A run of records
======

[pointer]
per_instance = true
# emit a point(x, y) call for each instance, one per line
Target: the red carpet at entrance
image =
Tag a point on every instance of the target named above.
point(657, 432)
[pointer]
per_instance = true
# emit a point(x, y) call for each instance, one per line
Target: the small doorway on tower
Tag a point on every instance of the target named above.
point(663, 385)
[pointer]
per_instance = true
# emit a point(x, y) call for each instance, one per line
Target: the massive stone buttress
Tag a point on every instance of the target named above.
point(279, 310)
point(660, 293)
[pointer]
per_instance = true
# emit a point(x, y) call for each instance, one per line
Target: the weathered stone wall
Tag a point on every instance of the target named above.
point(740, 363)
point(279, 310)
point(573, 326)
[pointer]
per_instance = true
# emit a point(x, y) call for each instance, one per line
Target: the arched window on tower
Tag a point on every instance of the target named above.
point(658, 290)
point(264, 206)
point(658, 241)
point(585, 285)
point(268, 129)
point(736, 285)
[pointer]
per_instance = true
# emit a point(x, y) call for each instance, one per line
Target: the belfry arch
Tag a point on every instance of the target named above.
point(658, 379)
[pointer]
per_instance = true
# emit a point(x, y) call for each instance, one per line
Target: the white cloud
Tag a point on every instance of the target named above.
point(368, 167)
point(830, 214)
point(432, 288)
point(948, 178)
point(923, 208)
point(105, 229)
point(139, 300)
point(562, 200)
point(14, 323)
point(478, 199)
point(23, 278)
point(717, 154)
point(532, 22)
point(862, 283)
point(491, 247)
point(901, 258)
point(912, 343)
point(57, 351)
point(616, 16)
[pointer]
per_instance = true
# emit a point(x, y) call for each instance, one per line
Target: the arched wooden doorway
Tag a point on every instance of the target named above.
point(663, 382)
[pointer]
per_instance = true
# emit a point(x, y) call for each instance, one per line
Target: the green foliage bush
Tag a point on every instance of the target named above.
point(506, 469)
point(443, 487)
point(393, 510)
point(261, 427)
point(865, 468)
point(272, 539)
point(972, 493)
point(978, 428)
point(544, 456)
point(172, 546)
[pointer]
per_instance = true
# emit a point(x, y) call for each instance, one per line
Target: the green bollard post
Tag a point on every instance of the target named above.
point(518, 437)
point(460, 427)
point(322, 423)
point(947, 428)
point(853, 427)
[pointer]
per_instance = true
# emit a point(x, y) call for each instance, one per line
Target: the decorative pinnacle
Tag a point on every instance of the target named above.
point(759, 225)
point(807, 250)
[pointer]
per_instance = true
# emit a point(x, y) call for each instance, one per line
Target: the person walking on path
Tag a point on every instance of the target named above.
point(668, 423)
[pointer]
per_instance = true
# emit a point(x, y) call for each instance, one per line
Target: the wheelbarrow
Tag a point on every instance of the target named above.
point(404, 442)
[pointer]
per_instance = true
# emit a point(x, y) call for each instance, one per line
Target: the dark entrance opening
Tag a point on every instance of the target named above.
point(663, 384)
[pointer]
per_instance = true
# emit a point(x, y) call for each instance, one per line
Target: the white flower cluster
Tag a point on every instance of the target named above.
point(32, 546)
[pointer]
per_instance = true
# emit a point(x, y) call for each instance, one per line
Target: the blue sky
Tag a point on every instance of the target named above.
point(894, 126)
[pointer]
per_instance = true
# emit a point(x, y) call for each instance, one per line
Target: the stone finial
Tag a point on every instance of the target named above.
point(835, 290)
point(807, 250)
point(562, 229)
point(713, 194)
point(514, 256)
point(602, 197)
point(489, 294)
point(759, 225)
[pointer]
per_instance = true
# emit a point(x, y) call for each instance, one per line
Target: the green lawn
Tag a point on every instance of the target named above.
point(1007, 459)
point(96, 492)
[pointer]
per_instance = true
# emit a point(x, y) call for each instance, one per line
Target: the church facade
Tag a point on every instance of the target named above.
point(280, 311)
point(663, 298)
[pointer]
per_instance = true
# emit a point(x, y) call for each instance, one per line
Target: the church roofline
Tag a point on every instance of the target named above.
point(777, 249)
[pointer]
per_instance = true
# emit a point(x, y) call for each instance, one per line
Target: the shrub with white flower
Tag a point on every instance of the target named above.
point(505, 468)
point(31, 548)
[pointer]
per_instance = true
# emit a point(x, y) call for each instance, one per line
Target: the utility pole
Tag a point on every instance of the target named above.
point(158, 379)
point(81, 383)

======

▸ Brief
Retype every one of the records above verbatim, with each line unchanged and in its original order.

▸ Answer to this problem
[pointer]
per_instance = true
# emit a point(x, y) call for each instance, one per line
Target: the red carpet at entrance
image =
Tag a point on every instance of the target named above.
point(657, 432)
[pointer]
per_instance = true
# emit a point(x, y) call for each instance, one per line
Target: the small doorway on tower
Tag a point on every instance of the target named above.
point(663, 385)
[pointer]
per_instance = true
# emit a point(x, y) call for each instance, one per line
Target: the massive stone buttress
Tag a point on every instance of the target named above.
point(279, 310)
point(660, 293)
[pointer]
per_instance = true
# emit a point(x, y) call for each instance, one per line
Target: the weathered stone wall
Tag a point on every instance of the target named above.
point(740, 363)
point(279, 310)
point(573, 326)
[pointer]
per_instance = true
# emit a point(x, y) call for each instance, one per line
Target: the arched window on tower
Tag a point on every instance of the target named above.
point(658, 290)
point(264, 206)
point(658, 241)
point(585, 285)
point(268, 129)
point(736, 285)
[pointer]
per_instance = true
# emit a point(x, y) call for each instance, one per line
Target: the belfry arch
Tag a point on every instance of the target named above.
point(658, 379)
[pointer]
per_instance = true
# emit a point(x, y) call for each instance, one per line
Target: the white cloud
Tag a point on every instance of the target named above.
point(368, 167)
point(830, 214)
point(432, 288)
point(948, 178)
point(923, 208)
point(105, 229)
point(139, 300)
point(562, 200)
point(14, 323)
point(478, 199)
point(23, 278)
point(717, 154)
point(532, 22)
point(862, 283)
point(491, 247)
point(901, 258)
point(912, 343)
point(57, 351)
point(616, 16)
[pointer]
per_instance = true
# emit a point(x, y) call for each instance, one per line
Target: the arched wooden doorway
Tag a point on every instance of the target named above.
point(663, 382)
[pointer]
per_instance = true
# emit a point(x, y) call for each instance, one per line
Target: the green foliage bush
Tag a point on every instance of the target named above.
point(506, 469)
point(443, 487)
point(393, 510)
point(261, 427)
point(865, 468)
point(272, 539)
point(972, 493)
point(978, 428)
point(544, 456)
point(172, 546)
[pointer]
per_instance = true
# emit a point(x, y) call for each instance, one per line
Target: the green bollard post
Tag a point on every instance of the target named above.
point(518, 437)
point(460, 427)
point(322, 423)
point(947, 428)
point(853, 427)
[pointer]
per_instance = true
# emit a point(x, y) call for each instance, one per line
Target: the decorative pinnacle
Tag a point on every instance of the target named above.
point(759, 225)
point(807, 250)
[pointer]
per_instance = true
# emit a point(x, y) call for each instance, one per line
Target: the person walking on path
Tag a point on every instance of the target named above.
point(668, 423)
[pointer]
per_instance = true
# emit a point(x, y) call for each instance, one per line
Target: the wheelbarrow
Tag a point on every instance of the target named above.
point(404, 442)
[pointer]
per_instance = true
# emit a point(x, y) call for each instance, one per line
Target: the dark entrance opening
Tag a point on every instance of the target named above.
point(663, 384)
[pointer]
per_instance = true
# emit a point(x, y) call for each instance, one per line
Target: the white flower cluster
Tag a point on every instance of the target named above.
point(32, 546)
[pointer]
per_instance = true
# emit a point(x, y) call for each instance, one per line
Target: the blue sky
Tag a point on every instance of the target named above.
point(894, 126)
[pointer]
per_instance = true
# emit a point(x, y) call for each instance, one per line
Target: the stone finial
Tag a point on every instance of the target named above.
point(835, 290)
point(807, 250)
point(562, 229)
point(713, 194)
point(514, 256)
point(602, 197)
point(489, 294)
point(759, 225)
[pointer]
per_instance = true
# emit a point(x, y) call for each instance, one per line
Target: the green lawn
Tag a point on every instance of the target named above.
point(1007, 459)
point(96, 492)
[pointer]
per_instance = true
# emit a point(x, y) call for each instance, one per line
Target: the church facade
Tag a point on every instance of the target named above.
point(280, 311)
point(663, 298)
[pointer]
per_instance = true
# emit a point(x, y) call for each instance, one per line
Target: the church roofline
Tag a point on every instance of the target named above.
point(777, 249)
[pointer]
per_instance = true
# emit a point(x, y) call for each instance, one per line
Target: the shrub with white flower
Tag a point on every instance of the target named above.
point(505, 468)
point(31, 548)
[pointer]
per_instance = true
# emit a point(x, y) call for each instance, one per line
Target: the utility pole
Tag a point on every instance of the target named above.
point(158, 379)
point(81, 383)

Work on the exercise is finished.